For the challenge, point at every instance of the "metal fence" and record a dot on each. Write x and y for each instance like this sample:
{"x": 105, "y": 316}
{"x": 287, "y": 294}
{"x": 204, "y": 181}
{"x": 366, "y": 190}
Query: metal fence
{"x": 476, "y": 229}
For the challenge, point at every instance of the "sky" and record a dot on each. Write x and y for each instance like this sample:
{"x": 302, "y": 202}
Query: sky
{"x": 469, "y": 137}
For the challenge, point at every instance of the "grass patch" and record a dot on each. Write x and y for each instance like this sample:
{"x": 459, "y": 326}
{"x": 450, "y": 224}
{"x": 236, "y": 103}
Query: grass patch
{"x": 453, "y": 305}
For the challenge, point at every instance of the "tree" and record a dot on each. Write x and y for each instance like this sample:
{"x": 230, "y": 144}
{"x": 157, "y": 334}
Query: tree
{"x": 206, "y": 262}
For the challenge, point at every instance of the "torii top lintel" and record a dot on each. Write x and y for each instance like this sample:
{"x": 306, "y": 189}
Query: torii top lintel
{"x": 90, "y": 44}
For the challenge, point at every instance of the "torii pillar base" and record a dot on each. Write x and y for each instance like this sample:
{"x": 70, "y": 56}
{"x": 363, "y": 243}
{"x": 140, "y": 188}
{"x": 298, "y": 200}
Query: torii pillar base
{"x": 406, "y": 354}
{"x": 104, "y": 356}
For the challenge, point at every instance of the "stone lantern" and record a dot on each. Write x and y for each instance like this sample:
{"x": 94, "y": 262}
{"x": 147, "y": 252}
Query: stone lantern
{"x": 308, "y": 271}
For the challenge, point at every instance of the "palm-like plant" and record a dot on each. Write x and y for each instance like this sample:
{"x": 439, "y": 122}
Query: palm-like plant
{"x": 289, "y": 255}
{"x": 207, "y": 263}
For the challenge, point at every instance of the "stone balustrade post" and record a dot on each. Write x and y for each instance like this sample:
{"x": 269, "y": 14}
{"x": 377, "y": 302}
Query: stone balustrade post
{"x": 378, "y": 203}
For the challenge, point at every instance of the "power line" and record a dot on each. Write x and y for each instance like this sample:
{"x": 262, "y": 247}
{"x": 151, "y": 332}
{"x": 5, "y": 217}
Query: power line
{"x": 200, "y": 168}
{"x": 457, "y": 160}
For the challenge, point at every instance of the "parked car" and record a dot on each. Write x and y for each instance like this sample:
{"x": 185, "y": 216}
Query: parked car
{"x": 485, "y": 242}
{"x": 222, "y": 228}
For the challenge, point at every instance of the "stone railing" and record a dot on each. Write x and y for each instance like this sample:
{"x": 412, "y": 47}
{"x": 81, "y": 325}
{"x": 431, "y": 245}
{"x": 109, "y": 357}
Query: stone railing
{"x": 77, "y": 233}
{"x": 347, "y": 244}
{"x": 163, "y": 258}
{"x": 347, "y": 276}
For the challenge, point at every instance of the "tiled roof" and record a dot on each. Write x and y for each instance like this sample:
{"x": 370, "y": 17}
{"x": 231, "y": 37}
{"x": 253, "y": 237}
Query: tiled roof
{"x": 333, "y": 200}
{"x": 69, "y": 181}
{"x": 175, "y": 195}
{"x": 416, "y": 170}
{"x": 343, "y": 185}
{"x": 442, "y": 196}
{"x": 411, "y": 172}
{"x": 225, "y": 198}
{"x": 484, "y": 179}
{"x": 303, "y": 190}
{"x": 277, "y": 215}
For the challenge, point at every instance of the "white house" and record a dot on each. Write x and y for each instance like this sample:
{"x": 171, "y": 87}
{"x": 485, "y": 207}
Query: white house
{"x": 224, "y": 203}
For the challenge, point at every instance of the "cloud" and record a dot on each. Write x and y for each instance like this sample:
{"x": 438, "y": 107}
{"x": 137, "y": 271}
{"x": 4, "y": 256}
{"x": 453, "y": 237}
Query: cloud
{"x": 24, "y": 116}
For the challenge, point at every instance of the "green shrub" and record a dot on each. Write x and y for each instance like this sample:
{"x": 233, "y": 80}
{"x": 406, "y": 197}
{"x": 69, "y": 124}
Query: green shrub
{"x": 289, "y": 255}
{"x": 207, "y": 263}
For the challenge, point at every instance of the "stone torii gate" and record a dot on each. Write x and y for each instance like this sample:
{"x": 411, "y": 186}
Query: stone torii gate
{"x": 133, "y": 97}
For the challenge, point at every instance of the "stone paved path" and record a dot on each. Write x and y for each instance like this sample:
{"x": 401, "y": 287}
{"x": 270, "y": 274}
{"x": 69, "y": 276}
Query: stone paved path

- YOUR INSTRUCTIONS -
Every line above that has the string "path" needs to be copied.

- THE COMPLETED TASK -
For the challenge, point at every instance of the "stone paved path" and record a dot on each. Write x and y for each instance like this sample:
Query: stone paved path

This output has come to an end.